→ **Task inputs**:
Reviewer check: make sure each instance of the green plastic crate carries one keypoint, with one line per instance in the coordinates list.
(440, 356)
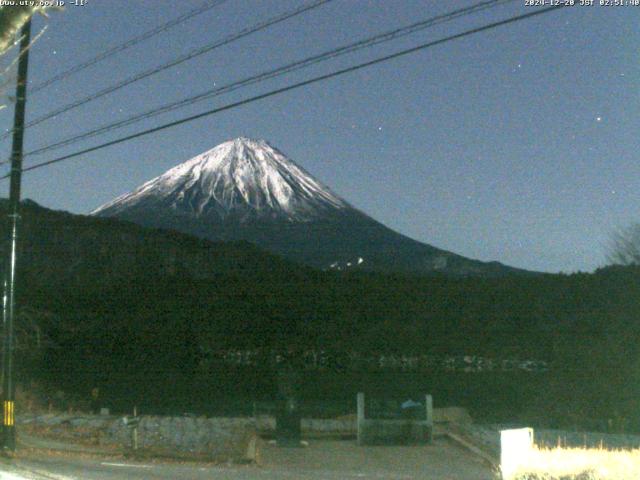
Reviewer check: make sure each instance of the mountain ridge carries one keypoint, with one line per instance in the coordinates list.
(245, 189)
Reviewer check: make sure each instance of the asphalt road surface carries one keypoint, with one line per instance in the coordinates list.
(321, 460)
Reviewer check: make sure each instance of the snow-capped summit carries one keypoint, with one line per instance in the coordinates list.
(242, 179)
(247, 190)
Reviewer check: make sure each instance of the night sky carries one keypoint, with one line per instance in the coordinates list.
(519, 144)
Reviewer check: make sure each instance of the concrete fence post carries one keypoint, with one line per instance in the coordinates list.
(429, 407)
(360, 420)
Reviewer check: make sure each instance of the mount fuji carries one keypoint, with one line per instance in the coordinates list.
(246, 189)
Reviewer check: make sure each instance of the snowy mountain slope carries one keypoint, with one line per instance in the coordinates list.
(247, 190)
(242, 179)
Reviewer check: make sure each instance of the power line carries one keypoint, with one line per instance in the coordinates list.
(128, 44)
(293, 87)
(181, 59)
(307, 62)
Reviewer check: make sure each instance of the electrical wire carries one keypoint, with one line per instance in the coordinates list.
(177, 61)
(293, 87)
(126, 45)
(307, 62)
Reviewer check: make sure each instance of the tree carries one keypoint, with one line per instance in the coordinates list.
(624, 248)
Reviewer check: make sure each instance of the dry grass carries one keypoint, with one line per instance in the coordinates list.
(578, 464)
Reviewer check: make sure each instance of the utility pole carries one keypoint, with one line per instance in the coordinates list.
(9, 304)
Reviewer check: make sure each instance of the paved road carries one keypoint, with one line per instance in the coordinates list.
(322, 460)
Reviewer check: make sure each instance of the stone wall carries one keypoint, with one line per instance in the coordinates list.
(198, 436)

==

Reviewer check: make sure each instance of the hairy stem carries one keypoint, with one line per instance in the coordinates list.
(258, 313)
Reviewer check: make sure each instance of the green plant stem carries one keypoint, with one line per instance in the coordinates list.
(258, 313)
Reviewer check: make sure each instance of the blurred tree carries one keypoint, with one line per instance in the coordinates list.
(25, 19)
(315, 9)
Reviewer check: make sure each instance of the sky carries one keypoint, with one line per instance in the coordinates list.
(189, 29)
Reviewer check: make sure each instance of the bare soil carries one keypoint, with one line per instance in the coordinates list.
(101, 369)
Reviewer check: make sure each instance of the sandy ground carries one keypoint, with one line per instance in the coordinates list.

→ **Directions for this task**:
Please output exactly the lines between the one holding "Reviewer check: make sure each instance of the bare" and the one holding "Reviewer check: make sure each instance of the sandy" in the records above, inclusive, and nothing more.

→ **Task output**:
Reviewer check: make sure each instance of the bare soil carries one keypoint, with one line per instance in the coordinates list.
(101, 369)
Reviewer check: make sure each instance of the sandy ground carries one keypoint, with one line per instance in the coordinates list.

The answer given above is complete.